## Extracted text
START

• Resolved kaj69

    (@kaj69)


    Hi,
    I’m having TSF to create the sitemap (“Output Sitemap” and “Add sitemap locations in robots” are checked). I can view the sitemap when clicking “The sitemap can be found here”.

    But, when doing a Site Audit using SEMrush I receive an error, “sitemap.xml file has format errors”. I have asked SEMrush to provide more detailed info of what is actually wrong and received the answer:

    Here is the checking tool on which our sitemap checker is based:
    https://www.freeformatter.com/xml-validator-xsd.html
    
    Unfortunately the page https://www.wpsupport.se/sitemap.xml is not available to view at the moment.
    
    curl -i -sS -L --max-time 5 -A  'Mozilla/5.0 ooglebot/2.1; +https://www.google.com/bot.html)' https://www.wpsupport.se/sitemap.xml
    HTTP/1.1 451 Unavailable For Legal Reasons
    Date: Wed, 10 May 2017 12:18:34 GMT
    Server: Apache
    X-Powered-By: PHP/7.0.18
    Cache-Control: max-age=0
    Expires: Wed, 10 May 2017 12:18:34 GMT
    Vary: Accept-Encoding
    Transfer-Encoding: chunked
    Content-Type: text/html; charset=UTF-8

    If I manually paste the TSF-sitemap for validation at freeformatter.com then errors are shown.

    If I remove some lines in the beginning, leaving the following:

    <?xml version="1.0" encoding="UTF-8"?>
    <urlset xmlns="https://www.sitemaps.org/schemas/sitemap/0.9">
    <!-- Sitemap is generated on 2017-05-09 10:10:43 -->
    	<url>

    then the validation is passed.

    While searching the TSF-forum I’ve found older posts saying that TSF works well with “Google XML Sitemap” and in the description of TSF it says that it “creates a sitemap with all your pages, posts…”

    As I’m using SEMrush’s Site Audit to show my clients the technical SEO-status, is there anything I can do to eliminate the error message of “Sitemap has format errors”?

    Are other sitemap plugins required (i.e. Google XML Sitemap) or is TSF sufficiently today?

Viewing 5 replies - 1 through 5 (of 5 total)
  • Plugin Author Sybre Waaijer

    (@cybr)

    Hi @kaj69,

    What you’re describing is unlikely with TSF (it tries to defend itself), though it’s very common in general when other plugins extravagate with power beyond their capabilities.

    When that happens, these can be any of the causes:

    1. A minification plugin minifies the sitemap incorrectly. The sitemap is already minified…
    2. Some plugins tend to add incorrect headers. The dynamic sitemap should act as an XML file. Not a webpage.
    3. Some plugins write PHP outside of guideline standards, causing whitepsace to form where it shouldn’t. (i.e. stray PHP opening/closing tags)
    4. Firewall plugins are too easily to set up incorrectly so they eradicate everything in their path.
    5. Firewalls should be set up at the server level. Good WP hosting companies generally do this with something like modsecurity.

END

## Exercise task 1
In the sitemap forum thread, what HTTP status did the curl request for the sitemap return?
## Exercise task 2
Say whether each statement agrees with the sitemap forum thread, and support each answer with the deciding words quoted from the thread.
(a) SEMrush's sitemap checker is based on a validator at freeformatter.com.
(b) The plugin author says the dynamic sitemap should behave like a webpage.
(c) The plugin author says firewalls should be set up through plugins.
The lines that come next play no part in this.

## Dataset entries
START

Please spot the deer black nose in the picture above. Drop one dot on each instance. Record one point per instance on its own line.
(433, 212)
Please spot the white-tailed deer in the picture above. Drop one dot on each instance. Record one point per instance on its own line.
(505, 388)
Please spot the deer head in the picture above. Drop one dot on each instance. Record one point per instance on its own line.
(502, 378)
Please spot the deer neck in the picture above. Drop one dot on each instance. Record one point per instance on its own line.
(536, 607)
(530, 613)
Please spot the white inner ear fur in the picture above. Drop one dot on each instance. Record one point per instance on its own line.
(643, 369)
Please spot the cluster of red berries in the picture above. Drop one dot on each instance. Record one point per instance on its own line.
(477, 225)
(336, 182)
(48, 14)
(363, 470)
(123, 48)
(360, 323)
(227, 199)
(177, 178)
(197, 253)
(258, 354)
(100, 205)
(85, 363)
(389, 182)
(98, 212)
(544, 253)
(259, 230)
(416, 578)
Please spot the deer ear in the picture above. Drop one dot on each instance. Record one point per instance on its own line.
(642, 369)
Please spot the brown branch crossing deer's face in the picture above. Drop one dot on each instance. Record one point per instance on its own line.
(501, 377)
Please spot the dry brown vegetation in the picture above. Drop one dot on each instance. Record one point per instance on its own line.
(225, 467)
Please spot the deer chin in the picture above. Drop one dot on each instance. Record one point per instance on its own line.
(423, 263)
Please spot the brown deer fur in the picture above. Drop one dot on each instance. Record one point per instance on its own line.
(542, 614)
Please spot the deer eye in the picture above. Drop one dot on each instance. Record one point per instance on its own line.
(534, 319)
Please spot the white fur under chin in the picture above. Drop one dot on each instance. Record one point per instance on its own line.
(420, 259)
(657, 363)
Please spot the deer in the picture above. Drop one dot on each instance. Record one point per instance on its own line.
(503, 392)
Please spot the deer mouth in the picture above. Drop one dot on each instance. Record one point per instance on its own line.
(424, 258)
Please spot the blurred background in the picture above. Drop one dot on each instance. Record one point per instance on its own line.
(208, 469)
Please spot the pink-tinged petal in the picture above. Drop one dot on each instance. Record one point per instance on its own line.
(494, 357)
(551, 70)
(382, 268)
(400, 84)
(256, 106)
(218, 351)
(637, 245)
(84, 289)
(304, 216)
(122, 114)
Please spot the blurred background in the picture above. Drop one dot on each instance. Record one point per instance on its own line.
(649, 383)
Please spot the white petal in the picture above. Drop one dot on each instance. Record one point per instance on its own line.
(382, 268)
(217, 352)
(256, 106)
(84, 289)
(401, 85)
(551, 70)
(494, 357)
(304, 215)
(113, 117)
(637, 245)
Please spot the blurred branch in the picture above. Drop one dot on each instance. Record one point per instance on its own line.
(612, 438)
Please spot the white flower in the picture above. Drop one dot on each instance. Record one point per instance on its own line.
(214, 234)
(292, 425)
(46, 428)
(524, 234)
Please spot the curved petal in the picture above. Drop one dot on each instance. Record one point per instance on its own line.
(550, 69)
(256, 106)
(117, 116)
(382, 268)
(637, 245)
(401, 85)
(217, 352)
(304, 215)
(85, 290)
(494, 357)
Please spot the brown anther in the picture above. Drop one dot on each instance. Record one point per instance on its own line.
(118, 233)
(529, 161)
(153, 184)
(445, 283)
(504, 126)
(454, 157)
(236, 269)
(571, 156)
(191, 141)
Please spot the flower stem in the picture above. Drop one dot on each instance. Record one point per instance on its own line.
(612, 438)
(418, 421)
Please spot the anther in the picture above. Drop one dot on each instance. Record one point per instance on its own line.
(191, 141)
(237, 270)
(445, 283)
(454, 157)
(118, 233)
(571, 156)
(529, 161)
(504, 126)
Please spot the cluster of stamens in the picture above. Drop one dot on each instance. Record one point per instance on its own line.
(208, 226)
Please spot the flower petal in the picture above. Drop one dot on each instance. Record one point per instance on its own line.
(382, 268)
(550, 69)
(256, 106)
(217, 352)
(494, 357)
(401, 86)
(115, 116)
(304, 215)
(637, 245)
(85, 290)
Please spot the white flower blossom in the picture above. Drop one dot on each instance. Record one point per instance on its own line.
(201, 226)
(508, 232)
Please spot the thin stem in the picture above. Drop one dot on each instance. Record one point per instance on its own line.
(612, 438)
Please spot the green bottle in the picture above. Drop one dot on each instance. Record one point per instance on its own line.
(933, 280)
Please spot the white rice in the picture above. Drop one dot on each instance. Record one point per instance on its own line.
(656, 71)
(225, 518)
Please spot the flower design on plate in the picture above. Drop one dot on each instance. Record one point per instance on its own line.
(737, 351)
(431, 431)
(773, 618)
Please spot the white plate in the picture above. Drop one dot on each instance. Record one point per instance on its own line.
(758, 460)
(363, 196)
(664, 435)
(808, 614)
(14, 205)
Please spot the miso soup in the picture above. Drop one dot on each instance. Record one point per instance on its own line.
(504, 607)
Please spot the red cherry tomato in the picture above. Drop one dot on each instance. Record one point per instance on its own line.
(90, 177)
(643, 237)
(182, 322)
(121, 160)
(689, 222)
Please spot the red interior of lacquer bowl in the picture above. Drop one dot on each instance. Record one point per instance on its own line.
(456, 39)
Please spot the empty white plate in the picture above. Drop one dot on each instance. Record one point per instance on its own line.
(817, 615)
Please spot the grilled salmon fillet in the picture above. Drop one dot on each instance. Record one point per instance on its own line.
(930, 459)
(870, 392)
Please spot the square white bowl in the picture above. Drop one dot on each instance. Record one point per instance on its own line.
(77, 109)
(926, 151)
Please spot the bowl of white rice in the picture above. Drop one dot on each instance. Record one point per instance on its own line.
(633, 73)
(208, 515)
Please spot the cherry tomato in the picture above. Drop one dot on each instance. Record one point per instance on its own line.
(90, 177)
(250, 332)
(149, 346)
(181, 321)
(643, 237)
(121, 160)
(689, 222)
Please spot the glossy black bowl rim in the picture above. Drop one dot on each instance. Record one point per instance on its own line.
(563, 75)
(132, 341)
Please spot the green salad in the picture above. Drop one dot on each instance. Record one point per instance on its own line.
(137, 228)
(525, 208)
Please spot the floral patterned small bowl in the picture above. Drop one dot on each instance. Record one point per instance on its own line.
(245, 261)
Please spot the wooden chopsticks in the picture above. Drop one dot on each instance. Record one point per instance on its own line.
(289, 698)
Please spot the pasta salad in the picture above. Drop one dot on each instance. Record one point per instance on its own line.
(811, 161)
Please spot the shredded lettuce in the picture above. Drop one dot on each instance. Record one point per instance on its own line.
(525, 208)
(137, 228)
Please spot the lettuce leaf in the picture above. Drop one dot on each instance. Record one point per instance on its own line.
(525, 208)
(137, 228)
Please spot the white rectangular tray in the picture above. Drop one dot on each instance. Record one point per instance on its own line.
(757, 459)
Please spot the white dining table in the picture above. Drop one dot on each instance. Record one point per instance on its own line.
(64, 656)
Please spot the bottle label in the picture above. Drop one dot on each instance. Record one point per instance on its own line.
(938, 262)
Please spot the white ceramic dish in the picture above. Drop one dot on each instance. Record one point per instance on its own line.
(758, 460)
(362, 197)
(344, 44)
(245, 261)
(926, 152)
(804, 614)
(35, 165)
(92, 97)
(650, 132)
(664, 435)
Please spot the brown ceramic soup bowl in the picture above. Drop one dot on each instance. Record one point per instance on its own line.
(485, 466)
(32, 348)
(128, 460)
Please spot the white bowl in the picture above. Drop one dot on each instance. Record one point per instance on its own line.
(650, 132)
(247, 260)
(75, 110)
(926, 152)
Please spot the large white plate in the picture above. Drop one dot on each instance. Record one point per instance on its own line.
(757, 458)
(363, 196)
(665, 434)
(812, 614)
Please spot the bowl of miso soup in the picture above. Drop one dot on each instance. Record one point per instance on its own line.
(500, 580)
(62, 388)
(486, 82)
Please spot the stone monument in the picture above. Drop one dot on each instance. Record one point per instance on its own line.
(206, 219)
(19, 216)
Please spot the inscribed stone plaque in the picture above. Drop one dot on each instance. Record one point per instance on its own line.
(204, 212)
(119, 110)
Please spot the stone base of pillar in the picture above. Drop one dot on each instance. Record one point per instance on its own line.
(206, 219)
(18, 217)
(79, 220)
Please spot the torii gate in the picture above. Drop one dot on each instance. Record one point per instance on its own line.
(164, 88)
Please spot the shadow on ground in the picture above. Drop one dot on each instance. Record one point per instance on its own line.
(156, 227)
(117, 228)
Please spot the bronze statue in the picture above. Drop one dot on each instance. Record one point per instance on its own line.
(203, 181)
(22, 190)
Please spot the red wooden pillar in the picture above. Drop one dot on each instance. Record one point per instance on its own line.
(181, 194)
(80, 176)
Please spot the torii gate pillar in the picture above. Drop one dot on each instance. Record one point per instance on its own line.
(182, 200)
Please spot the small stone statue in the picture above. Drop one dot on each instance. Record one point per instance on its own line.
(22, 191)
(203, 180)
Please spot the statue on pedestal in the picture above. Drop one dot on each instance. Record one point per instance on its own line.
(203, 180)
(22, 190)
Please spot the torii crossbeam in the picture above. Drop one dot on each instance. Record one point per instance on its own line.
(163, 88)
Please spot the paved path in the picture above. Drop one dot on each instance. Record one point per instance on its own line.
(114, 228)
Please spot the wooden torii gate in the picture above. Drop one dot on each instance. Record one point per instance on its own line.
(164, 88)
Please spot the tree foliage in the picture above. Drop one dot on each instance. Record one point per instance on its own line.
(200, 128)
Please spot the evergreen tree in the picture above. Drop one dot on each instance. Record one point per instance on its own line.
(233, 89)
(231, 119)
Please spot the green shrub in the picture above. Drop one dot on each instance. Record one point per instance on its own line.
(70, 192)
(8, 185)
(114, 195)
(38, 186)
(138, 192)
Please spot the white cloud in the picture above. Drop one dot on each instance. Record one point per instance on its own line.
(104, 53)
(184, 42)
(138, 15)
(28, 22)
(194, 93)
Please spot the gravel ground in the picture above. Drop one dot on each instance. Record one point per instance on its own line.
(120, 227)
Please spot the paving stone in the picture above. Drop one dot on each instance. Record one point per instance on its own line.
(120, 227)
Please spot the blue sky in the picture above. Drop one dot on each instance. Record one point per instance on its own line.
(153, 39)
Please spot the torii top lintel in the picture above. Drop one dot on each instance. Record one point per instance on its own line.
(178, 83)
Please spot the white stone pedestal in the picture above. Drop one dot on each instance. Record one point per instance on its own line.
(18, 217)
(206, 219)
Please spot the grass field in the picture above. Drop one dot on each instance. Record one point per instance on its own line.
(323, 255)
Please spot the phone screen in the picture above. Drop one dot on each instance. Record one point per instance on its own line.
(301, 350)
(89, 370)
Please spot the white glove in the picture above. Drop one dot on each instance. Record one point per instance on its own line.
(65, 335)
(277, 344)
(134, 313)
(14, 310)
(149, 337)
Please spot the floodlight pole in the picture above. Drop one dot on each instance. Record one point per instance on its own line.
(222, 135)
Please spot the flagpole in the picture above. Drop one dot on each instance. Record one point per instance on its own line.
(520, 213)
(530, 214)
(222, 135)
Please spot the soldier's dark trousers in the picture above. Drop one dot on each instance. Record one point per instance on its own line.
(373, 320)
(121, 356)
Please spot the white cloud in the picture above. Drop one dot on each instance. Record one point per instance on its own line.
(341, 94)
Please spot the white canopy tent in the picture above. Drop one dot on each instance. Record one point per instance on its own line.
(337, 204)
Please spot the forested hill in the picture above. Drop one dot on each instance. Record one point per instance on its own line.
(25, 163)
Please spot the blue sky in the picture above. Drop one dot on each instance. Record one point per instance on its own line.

END

## Task solution 1
HTTP/1.1 451 Unavailable For Legal Reasons

## Task solution 2
(a) Yes: "Here is the checking tool on which our sitemap checker is based: https://www.freeformatter.com/xml-validator-xsd.html"
(b) No: "The dynamic sitemap should act as an XML file. Not a webpage."
(c) No: "Firewalls should be set up at the server level."